5

I'm trying to remove duplicate lines from a file and update the file. For some reason I have to write it to a new file and replace it. Is this the only way?

awk '!seen[$0]++' .gitignore > .gitignore

awk '!seen[$0]++' .gitignore > .gitignore_new && mv .gitignore_new .gitignore
ThomasReggi
  • 55,053
  • 85
  • 237
  • 424
  • It's the only **smart** way. Deleting in place is possible, but it requires the file to be opened without truncation. Then when it is written, it has to be truncated to the new size. It's a hassle even if we don't consider cases when the operation is interrupted, leaving a half-baked file. – Kaz Jun 11 '16 at 20:54

3 Answers3

13

Redirecting to the same output file as input file like:

awk '!seen[$0]++' .gitignore > .gitignore

will end with an empty file. This is because using the > operator, the shell will open and truncate the file before the command get's executed. Meaning you'll lose all your data.

With newer versions of GNU awk you can use the -i inplace option to edit the file in place:

awk -i inplace '!seen[$0]++' .gitignore

If you don't have a recent version of GNU awk, you'll need to create a temporary file:

awk '!seen[$0]++' .gitignore > .gitignore.tmp
mv .gitignore.tmp .gitignore

Another alternative is to use the sponge program from moreutils:

awk '!seen[$0]++' .gitignore | sponge .gitignore

sponge will soak all stdinput and open the output file after that. This effectively keeps the input file intact before writing to it.

Point labeling samples =
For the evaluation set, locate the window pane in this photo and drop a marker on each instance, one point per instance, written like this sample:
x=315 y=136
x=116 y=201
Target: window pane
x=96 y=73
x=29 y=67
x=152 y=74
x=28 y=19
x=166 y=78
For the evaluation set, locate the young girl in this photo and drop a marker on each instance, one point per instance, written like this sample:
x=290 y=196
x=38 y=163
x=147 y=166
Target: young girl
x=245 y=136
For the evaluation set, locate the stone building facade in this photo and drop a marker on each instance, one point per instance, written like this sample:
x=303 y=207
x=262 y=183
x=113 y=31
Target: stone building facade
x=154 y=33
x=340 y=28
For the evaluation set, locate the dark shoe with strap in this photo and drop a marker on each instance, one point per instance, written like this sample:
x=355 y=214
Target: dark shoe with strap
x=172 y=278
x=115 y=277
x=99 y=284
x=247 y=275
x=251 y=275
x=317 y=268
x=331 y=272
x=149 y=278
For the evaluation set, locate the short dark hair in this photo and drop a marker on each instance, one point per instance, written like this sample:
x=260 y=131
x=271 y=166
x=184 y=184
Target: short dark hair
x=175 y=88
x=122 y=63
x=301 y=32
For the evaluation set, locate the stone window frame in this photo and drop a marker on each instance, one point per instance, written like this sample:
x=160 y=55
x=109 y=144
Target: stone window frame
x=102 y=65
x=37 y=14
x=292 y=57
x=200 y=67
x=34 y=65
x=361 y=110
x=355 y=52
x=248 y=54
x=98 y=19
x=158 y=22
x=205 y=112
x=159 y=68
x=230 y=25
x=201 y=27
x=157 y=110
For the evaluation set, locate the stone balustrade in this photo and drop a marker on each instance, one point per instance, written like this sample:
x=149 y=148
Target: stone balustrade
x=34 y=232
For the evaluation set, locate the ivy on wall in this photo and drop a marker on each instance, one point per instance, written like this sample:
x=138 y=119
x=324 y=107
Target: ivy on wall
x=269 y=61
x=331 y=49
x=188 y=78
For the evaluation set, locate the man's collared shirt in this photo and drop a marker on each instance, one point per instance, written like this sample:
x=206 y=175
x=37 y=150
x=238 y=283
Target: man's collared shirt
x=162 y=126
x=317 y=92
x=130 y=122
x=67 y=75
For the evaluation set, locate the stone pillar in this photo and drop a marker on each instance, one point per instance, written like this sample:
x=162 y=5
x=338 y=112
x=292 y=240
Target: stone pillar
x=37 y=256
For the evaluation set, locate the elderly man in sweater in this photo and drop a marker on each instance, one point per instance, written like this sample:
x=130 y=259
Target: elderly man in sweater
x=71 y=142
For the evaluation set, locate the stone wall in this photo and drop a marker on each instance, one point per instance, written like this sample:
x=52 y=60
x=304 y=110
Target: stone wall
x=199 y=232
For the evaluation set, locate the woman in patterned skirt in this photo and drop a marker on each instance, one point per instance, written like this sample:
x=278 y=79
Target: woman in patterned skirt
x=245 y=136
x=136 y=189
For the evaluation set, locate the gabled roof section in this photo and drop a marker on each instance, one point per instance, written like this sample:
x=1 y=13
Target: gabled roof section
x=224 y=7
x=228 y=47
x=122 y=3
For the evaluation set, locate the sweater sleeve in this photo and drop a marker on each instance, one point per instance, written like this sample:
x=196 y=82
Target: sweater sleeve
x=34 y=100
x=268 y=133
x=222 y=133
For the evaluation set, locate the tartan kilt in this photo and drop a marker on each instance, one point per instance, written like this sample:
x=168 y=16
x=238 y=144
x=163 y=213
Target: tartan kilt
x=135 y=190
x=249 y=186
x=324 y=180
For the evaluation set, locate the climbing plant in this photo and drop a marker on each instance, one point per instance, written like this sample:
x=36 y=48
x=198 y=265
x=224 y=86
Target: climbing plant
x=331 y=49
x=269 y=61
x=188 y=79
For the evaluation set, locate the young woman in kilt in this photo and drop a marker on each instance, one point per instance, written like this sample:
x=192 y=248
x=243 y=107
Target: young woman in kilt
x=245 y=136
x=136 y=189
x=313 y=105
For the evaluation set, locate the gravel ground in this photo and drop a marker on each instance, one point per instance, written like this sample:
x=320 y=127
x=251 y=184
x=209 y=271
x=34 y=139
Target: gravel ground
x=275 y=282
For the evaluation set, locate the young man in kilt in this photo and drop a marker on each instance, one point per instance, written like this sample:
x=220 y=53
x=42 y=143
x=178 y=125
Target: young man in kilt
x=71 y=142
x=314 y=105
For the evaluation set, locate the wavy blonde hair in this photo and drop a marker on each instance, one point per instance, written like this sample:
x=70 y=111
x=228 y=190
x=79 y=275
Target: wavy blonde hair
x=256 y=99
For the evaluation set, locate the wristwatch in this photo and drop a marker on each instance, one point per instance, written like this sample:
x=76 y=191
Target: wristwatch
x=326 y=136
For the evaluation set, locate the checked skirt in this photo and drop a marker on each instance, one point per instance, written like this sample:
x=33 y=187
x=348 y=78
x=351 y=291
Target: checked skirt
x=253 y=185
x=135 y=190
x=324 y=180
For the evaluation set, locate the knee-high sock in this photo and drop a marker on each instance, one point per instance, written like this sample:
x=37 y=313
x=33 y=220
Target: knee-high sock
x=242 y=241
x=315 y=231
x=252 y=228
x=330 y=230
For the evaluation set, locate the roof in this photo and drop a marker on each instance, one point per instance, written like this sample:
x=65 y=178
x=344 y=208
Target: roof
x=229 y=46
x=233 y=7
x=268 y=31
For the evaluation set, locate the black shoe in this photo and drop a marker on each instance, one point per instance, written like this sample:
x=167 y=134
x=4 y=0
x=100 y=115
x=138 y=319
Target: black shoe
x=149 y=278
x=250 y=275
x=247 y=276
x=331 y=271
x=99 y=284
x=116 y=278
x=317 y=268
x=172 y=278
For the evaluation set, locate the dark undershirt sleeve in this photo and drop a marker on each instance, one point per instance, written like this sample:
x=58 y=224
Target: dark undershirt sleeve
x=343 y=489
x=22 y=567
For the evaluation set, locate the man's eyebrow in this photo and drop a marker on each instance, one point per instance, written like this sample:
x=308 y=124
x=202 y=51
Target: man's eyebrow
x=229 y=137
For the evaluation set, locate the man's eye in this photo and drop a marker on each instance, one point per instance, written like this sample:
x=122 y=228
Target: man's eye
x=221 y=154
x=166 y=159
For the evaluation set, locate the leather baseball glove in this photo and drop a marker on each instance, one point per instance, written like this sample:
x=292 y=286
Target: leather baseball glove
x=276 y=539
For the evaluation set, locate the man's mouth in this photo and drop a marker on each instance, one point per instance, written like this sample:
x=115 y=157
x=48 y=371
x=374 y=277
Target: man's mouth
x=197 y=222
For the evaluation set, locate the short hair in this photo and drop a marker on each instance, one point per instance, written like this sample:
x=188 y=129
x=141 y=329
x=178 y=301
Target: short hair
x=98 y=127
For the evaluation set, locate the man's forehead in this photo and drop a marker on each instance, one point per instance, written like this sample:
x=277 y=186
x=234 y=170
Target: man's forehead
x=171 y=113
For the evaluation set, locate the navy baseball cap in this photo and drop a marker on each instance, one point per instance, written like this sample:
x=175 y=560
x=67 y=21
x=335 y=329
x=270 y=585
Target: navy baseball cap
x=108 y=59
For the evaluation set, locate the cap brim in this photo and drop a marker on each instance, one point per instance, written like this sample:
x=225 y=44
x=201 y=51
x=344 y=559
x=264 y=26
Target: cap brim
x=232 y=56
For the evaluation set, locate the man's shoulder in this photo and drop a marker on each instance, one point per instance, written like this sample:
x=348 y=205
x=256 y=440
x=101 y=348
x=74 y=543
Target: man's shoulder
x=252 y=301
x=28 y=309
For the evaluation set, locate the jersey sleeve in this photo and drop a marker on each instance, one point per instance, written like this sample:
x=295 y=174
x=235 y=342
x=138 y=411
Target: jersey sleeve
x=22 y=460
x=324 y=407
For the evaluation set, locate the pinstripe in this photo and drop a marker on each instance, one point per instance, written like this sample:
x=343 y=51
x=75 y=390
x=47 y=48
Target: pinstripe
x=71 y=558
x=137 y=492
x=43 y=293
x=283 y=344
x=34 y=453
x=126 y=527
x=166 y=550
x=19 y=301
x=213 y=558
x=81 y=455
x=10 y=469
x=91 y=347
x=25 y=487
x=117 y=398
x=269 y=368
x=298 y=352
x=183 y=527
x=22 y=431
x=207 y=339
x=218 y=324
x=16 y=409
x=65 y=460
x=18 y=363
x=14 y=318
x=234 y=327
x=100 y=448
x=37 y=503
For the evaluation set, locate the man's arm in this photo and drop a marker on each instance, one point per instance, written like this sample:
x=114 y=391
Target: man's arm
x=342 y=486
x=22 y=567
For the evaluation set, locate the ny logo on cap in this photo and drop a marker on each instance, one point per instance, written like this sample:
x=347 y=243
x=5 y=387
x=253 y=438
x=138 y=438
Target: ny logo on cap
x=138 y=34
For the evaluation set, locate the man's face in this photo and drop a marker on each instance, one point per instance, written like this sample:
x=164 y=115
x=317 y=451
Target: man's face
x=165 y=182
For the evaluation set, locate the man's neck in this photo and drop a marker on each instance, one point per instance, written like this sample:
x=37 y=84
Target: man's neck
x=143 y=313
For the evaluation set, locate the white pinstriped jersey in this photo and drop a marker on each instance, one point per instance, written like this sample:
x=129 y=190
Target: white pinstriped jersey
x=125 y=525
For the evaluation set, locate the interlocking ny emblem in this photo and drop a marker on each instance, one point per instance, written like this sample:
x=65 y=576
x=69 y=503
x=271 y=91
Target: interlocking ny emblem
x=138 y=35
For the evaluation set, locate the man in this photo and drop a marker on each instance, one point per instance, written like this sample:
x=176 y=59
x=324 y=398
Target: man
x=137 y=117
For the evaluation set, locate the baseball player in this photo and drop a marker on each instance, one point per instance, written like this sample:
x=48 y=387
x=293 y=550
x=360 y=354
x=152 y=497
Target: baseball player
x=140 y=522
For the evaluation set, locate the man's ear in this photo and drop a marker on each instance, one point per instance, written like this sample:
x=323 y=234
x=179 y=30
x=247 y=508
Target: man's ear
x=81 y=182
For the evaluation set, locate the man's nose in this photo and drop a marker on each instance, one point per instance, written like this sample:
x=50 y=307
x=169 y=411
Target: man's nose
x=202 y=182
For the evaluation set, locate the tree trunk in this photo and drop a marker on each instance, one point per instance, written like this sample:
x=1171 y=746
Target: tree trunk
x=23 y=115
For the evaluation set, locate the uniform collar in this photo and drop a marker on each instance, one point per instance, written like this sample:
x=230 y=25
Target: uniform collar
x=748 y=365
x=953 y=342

Set task A =
In the records, retype everything from the line with "For the evaluation set, locate the pinstripe" up to and including the line with "x=207 y=339".
Set task B =
Write what comes next in the thread about removing duplicate lines from a file with awk, picking up after its last sentence.
The thread and the records have nothing to do with each other.

Final result A =
For the evaluation set, locate the pinstripe in this photo and drop a marker on each instance, one point per instance, written like this sample:
x=343 y=51
x=75 y=390
x=47 y=48
Target: pinstripe
x=71 y=558
x=137 y=492
x=43 y=293
x=283 y=344
x=34 y=453
x=126 y=527
x=166 y=550
x=19 y=301
x=213 y=558
x=81 y=455
x=10 y=469
x=91 y=347
x=25 y=487
x=117 y=398
x=269 y=368
x=298 y=352
x=183 y=527
x=22 y=431
x=207 y=339

Final result B =
spazm
  • 4,399
  • 31
  • 30
hek2mgl
  • 152,036
  • 28
  • 249
  • 266
  • 1
    Does not work. `gawk: fatal: can't open source file \`!seen[$0]++' for reading (No such file or directory)`. – Kaz Jun 11 '16 at 21:00
  • That's with `gawk` on the `master` branch, as of the Jun 6, 2016 commit `4f758771937fcbd59b1fd2db017c4995513c3988` by Robbins. – Kaz Jun 11 '16 at 21:01
  • @Kaz As I said, `-i` is a relatively new gawk feature. Looks like your `gawk` doesn't support it. – hek2mgl Jun 11 '16 at 21:01
  • 1
    `-i` is for including files; it requires an argument. – Kaz Jun 11 '16 at 21:03
  • Yes it requires an argument, you are right. Changed that. See: http://stackoverflow.com/a/16531920/171318 .. Actually in place editing in awk is realized using an include. – hek2mgl Jun 11 '16 at 21:04
1

Thomas, I believe the problem is that you are reading from it and writing to it on the same command. This is why you must put to a temporary file first.

The > does overwrite, so you are using the correct redirect operator

  • Redirect output from a command to a file on disk. Note: if the file already exist, it will be erased and overwritten without warning, so be careful.

Example: ps -ax >processes.txt Use the ps command to get a list of processes running on the system, and store the output in a file named processes.txt

Chewy
  • 651
  • 6
  • 21
-2

Yes, because if you don't do that shell will create file descriptor and truncate .gitignore even before awk process started.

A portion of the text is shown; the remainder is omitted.